### ACTIVITY
Continue the seminar abstract about Firefly sensors from the point where it stops, writing the next part in the same voice.

GIVEN PASSAGE: Begin

Fireflies: An apparatus for continuously sensing human activities
Mik Lamming, Firefly Labs
Seminar on People, Computers, and Design
The work of medical researchers, scientists, architects, designers, and marketeers frequently involves collecting and analyzing the detailed activity data gathered from the everyday lives of test subjects.
Firefly Labs is developing a system of hardware and software to automatically sense and gather human activity data. Fireflies are small (64 x 36 x 18 mm) battery powered wireless sensors, explicitly designed from the ground up for behavioral sensing applications. A set of Fireflies can be deployed in a few minutes. They can be put in a pocket, attached to things, or put in places.
The data they collaborate to produce can be used in real-time to spot situations of interest, or concern, or compiled into a human understandable biography. Compared with manual techniques, our sensing system can gather more consistent data, over longer periods (24x7), without interruption or intervention, resulting in higher quality data and lower total cost.
One of the applications we are investigating is elderly care, and there are many others.

GIVEN PASSAGE: End
ENTRIES PROVIDED: Begin

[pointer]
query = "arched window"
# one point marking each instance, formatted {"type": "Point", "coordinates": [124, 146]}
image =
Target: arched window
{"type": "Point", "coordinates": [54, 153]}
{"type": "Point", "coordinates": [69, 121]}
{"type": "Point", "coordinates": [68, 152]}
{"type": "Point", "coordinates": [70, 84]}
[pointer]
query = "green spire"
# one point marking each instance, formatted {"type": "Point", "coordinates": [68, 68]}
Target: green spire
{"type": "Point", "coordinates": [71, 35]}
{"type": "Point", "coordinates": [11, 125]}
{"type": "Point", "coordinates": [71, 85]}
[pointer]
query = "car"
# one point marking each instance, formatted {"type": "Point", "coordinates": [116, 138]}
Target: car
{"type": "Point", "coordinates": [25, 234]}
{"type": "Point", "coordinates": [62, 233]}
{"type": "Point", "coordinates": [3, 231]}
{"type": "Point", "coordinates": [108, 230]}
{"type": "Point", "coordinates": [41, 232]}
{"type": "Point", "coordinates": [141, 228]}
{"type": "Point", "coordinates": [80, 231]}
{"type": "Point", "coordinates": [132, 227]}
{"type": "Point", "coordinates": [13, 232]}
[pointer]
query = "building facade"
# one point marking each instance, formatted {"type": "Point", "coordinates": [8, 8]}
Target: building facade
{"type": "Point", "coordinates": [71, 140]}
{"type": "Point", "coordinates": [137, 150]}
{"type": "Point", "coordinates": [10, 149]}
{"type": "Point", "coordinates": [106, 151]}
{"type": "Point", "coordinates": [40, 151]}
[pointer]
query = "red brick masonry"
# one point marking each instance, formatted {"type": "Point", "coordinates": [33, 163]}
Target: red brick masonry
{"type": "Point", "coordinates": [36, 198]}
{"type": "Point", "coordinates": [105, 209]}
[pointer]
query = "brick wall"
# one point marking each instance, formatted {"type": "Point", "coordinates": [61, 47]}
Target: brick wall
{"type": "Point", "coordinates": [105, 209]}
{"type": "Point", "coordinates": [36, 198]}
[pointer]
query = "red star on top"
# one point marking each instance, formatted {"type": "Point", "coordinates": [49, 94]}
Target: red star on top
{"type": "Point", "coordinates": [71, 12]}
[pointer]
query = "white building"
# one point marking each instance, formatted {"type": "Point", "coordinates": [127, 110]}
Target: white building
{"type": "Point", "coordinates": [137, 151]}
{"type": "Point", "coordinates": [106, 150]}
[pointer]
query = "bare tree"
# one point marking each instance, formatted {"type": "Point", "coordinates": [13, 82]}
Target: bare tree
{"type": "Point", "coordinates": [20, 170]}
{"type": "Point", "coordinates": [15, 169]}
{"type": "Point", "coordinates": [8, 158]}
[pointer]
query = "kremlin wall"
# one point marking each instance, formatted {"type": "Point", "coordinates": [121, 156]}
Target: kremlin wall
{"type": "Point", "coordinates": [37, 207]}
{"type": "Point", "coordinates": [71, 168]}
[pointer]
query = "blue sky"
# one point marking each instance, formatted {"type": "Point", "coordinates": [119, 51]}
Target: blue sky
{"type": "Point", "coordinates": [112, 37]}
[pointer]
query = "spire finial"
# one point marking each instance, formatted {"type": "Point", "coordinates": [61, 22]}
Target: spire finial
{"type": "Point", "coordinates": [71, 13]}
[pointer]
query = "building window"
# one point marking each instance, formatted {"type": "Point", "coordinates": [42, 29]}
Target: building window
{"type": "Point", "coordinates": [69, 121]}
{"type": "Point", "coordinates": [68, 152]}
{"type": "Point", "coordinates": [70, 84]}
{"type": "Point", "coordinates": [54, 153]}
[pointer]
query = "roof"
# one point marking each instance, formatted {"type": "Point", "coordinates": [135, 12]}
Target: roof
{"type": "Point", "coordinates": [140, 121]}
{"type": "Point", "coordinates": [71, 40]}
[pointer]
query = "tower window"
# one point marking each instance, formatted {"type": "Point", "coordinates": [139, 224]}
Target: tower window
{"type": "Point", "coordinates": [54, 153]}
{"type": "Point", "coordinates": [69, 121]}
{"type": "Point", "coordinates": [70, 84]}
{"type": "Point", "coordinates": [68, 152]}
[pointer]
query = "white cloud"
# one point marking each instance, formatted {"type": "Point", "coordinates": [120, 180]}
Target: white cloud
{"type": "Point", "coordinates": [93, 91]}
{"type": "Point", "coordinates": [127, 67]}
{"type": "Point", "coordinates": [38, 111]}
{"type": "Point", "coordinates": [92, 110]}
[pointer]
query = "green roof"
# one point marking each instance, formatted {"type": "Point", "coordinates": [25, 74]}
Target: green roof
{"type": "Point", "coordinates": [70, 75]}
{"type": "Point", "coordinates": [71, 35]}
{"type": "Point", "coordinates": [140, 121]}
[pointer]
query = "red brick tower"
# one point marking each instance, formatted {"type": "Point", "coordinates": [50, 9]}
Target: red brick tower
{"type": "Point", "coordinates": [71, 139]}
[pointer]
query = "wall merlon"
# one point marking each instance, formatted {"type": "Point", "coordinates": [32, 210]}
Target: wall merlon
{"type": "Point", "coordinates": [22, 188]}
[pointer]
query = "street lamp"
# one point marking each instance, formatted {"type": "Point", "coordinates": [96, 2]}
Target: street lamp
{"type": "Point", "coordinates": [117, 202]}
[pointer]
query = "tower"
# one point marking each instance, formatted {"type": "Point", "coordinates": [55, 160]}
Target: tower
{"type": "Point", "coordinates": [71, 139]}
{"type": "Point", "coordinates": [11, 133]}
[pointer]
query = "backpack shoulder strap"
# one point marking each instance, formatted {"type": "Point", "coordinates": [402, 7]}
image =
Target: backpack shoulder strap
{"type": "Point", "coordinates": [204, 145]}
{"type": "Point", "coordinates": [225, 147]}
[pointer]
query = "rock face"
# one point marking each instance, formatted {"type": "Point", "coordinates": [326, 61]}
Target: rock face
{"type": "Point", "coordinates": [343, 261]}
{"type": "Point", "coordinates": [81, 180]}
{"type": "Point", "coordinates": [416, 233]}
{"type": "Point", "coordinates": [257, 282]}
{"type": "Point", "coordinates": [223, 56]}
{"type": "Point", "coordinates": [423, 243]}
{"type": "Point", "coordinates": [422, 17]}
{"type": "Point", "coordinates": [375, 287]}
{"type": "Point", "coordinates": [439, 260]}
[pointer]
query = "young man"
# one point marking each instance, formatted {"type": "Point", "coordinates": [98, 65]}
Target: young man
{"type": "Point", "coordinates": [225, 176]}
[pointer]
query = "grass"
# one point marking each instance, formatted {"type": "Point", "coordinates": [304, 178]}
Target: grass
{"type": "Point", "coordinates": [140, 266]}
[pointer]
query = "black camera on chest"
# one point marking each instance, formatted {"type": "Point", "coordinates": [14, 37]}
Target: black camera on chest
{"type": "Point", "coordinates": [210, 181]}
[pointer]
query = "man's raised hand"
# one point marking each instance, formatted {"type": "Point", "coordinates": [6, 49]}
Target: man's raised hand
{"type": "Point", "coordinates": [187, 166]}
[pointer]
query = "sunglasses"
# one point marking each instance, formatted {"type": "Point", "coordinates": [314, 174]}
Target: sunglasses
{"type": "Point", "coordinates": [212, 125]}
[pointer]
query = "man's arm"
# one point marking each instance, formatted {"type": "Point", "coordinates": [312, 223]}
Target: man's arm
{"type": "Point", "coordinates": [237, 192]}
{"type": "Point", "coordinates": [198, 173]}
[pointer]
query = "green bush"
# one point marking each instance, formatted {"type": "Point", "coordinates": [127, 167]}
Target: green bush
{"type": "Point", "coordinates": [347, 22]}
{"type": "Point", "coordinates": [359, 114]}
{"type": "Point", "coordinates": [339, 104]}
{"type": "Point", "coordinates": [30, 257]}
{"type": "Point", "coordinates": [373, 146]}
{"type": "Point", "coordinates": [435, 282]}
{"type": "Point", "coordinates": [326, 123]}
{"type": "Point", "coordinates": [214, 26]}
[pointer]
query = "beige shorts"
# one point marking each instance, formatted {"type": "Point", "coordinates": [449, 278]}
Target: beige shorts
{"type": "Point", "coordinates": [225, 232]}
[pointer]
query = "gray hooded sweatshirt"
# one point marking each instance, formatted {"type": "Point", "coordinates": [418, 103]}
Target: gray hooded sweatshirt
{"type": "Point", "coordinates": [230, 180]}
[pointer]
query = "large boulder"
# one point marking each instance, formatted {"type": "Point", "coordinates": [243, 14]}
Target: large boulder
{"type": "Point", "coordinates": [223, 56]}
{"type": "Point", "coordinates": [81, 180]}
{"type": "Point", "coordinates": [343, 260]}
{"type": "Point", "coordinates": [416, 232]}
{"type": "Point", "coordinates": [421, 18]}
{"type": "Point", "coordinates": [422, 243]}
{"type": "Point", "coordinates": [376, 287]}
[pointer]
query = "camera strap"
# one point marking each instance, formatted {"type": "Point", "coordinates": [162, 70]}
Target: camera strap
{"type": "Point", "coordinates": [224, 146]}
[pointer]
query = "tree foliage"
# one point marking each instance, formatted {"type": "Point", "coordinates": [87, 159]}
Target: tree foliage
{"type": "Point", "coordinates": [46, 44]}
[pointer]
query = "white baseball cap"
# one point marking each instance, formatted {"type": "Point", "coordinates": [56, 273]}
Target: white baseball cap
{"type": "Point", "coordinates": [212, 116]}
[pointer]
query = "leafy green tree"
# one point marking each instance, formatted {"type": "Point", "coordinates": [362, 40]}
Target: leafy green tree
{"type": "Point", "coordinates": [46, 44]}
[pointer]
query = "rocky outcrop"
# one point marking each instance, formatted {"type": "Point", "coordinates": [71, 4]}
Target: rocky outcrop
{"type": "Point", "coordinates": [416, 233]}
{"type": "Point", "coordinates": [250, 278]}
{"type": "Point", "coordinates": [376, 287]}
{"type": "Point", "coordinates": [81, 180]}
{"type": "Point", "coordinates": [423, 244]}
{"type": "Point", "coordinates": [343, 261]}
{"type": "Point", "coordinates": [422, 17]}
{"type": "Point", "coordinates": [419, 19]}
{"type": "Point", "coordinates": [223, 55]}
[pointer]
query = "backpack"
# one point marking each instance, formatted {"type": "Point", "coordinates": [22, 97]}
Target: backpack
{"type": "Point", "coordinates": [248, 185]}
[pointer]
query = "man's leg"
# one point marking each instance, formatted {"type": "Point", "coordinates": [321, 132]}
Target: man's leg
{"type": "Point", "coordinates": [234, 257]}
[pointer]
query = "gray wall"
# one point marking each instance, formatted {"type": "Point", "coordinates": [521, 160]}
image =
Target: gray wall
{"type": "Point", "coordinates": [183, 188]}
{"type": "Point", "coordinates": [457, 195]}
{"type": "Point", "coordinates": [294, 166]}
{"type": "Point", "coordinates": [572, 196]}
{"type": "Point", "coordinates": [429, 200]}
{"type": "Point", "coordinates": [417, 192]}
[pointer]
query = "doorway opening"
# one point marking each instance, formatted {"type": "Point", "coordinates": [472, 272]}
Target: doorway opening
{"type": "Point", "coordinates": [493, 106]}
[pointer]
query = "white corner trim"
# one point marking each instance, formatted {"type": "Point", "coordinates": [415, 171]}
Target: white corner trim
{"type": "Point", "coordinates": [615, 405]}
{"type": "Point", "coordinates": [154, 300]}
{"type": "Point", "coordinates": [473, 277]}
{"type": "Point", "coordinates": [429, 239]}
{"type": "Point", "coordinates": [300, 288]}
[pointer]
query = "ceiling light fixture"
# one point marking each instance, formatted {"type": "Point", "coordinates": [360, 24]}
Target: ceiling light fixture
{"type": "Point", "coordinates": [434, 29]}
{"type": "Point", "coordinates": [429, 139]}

ENTRIES PROVIDED: End

### ANSWER TO THE PROBLEM
Mik Lamming is exploring how swarms of tiny wireless sensors, called Fireflies, can continuously monitor long-term human behavior, but without compromising privacy.
In the '80s, at Xerox PARC, Mik glimpsed a prototype electronic still camera. Betting on the imminent arrival of consumer digital cameras, he built Digital Darkroom, a precursor to PhotoShop. In '90s he helped found Xerox EuroPARC, and built the Ubiquitous Computing lab. establishing many of the fundamental patents in the field. His team prototyped Forget-me-not a portable memory aid, and spun out a company to market Satchel, a tiny ubiquitous document access device. With William Newman is author of the textbook "Interactive System Design".
In 2005 he co-founded Firefly Labs to develop ground-breaking behavioral sensing products and services.